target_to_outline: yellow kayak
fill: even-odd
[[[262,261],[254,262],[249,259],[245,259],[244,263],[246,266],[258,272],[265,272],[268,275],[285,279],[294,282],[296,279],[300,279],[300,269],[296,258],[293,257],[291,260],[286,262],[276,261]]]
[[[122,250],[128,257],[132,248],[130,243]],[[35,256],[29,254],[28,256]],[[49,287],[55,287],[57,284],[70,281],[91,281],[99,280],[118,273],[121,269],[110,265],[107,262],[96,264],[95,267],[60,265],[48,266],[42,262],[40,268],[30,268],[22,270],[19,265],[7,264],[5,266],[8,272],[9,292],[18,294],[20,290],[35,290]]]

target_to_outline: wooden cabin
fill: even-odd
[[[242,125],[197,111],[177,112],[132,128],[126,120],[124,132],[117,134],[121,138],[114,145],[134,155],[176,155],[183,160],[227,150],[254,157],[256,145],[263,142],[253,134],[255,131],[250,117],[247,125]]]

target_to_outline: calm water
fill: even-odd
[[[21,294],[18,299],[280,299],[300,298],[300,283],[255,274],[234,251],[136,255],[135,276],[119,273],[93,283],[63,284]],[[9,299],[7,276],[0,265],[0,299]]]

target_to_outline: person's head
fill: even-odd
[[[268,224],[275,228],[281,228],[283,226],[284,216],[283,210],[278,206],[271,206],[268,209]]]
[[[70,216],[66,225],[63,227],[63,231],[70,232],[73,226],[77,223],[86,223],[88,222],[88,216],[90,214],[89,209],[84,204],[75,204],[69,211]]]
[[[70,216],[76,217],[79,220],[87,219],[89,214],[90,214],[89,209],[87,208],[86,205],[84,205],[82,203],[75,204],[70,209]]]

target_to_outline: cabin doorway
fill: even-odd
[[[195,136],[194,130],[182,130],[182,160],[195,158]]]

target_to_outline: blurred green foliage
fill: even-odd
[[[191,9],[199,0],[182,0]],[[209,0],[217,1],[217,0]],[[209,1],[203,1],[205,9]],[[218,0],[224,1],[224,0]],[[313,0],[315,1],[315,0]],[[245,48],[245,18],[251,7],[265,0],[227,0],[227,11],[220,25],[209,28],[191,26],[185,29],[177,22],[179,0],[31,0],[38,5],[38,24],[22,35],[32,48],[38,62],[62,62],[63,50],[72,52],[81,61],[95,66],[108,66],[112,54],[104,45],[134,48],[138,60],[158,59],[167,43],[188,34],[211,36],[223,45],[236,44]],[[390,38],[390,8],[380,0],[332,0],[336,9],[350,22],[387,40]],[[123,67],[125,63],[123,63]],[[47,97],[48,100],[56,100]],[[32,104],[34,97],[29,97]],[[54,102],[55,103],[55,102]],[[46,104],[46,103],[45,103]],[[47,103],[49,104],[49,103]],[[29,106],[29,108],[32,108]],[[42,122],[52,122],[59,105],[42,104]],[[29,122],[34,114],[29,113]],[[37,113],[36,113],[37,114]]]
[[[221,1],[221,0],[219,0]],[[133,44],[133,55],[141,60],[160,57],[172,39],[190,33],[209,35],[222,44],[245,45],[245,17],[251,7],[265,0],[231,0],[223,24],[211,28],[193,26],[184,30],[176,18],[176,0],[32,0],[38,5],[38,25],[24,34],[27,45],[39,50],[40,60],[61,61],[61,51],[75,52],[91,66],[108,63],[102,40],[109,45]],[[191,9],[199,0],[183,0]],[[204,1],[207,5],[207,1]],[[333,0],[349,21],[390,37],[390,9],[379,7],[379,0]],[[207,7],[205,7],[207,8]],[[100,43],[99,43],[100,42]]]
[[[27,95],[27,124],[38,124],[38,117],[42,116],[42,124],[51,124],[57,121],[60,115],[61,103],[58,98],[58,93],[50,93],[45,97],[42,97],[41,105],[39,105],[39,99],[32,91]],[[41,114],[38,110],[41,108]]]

(Exercise description): Nothing should be omitted or altered. Retype the records exactly.

(Your response):
target_to_outline: yellow kayak
fill: even-odd
[[[262,261],[254,262],[249,259],[245,259],[244,263],[246,266],[258,272],[265,272],[268,275],[285,279],[294,282],[296,279],[300,279],[300,269],[296,258],[293,257],[291,260],[286,262],[276,261]]]
[[[122,250],[128,257],[132,248],[130,243]],[[35,256],[29,254],[28,256]],[[49,287],[55,287],[57,284],[70,281],[91,281],[99,280],[118,273],[121,269],[110,265],[107,262],[96,264],[95,267],[60,265],[48,266],[42,262],[40,268],[30,268],[22,270],[19,265],[7,264],[5,266],[8,272],[9,292],[18,294],[20,290],[35,290]]]

target_to_outline: wooden cabin
fill: even-odd
[[[242,125],[197,111],[177,112],[132,128],[126,120],[124,132],[117,134],[121,138],[114,145],[134,155],[176,155],[183,160],[227,150],[254,157],[256,145],[263,142],[253,134],[255,131],[250,117],[247,125]]]

target_to_outline: calm water
fill: even-odd
[[[21,294],[18,299],[280,299],[300,298],[300,283],[255,274],[234,251],[136,255],[135,276],[119,273],[93,283],[63,284]],[[9,299],[7,276],[0,265],[0,299]]]

target_to_outline: person's head
fill: even-odd
[[[268,224],[275,228],[281,228],[283,226],[284,216],[283,210],[278,206],[271,206],[268,209]]]
[[[70,216],[66,225],[63,227],[63,231],[70,232],[73,226],[77,223],[86,223],[88,222],[88,216],[90,214],[89,209],[84,204],[75,204],[69,211]]]
[[[70,216],[76,217],[79,220],[87,219],[89,214],[90,214],[89,209],[87,208],[86,205],[84,205],[82,203],[75,204],[70,209]]]

target_to_outline: cabin doorway
fill: even-odd
[[[195,136],[194,130],[182,130],[182,160],[195,158]]]

target_to_outline: blurred green foliage
fill: even-odd
[[[191,9],[199,0],[182,0]],[[209,0],[217,1],[217,0]],[[209,1],[203,1],[205,9]],[[218,0],[224,1],[224,0]],[[313,0],[315,1],[315,0]],[[245,48],[245,18],[251,7],[265,0],[227,0],[227,11],[220,25],[209,28],[191,26],[185,29],[177,22],[179,0],[31,0],[38,5],[38,24],[22,35],[32,48],[38,62],[62,62],[63,50],[72,52],[81,61],[95,66],[108,66],[112,54],[104,45],[134,48],[138,60],[158,59],[167,43],[188,34],[211,36],[223,45],[236,44]],[[390,38],[390,8],[380,0],[332,0],[336,9],[350,22],[387,40]],[[123,67],[125,63],[123,63]],[[47,97],[48,100],[56,100]],[[32,104],[34,97],[29,97]],[[54,102],[55,103],[55,102]],[[46,104],[46,103],[45,103]],[[47,103],[49,104],[49,103]],[[29,106],[29,108],[32,108]],[[42,122],[52,122],[59,105],[42,104]],[[29,122],[34,114],[29,113]],[[37,113],[36,113],[37,114]]]
[[[221,1],[221,0],[219,0]],[[133,44],[133,55],[141,60],[160,57],[172,39],[190,33],[209,35],[222,44],[245,45],[245,17],[251,7],[265,0],[231,0],[223,24],[211,28],[193,26],[184,30],[176,18],[176,0],[32,0],[38,5],[38,25],[24,34],[27,45],[39,50],[40,60],[61,61],[61,51],[75,52],[91,66],[108,63],[102,40],[109,45]],[[191,9],[199,0],[183,0]],[[204,1],[207,5],[207,1]],[[333,0],[349,21],[390,37],[390,9],[379,7],[379,0]],[[207,7],[205,7],[207,8]],[[100,43],[99,43],[100,42]]]
[[[27,95],[27,124],[38,124],[38,117],[42,116],[42,124],[51,124],[57,121],[60,115],[61,103],[58,98],[58,93],[50,93],[45,97],[42,97],[41,105],[39,105],[39,99],[32,91]],[[41,114],[38,110],[41,108]]]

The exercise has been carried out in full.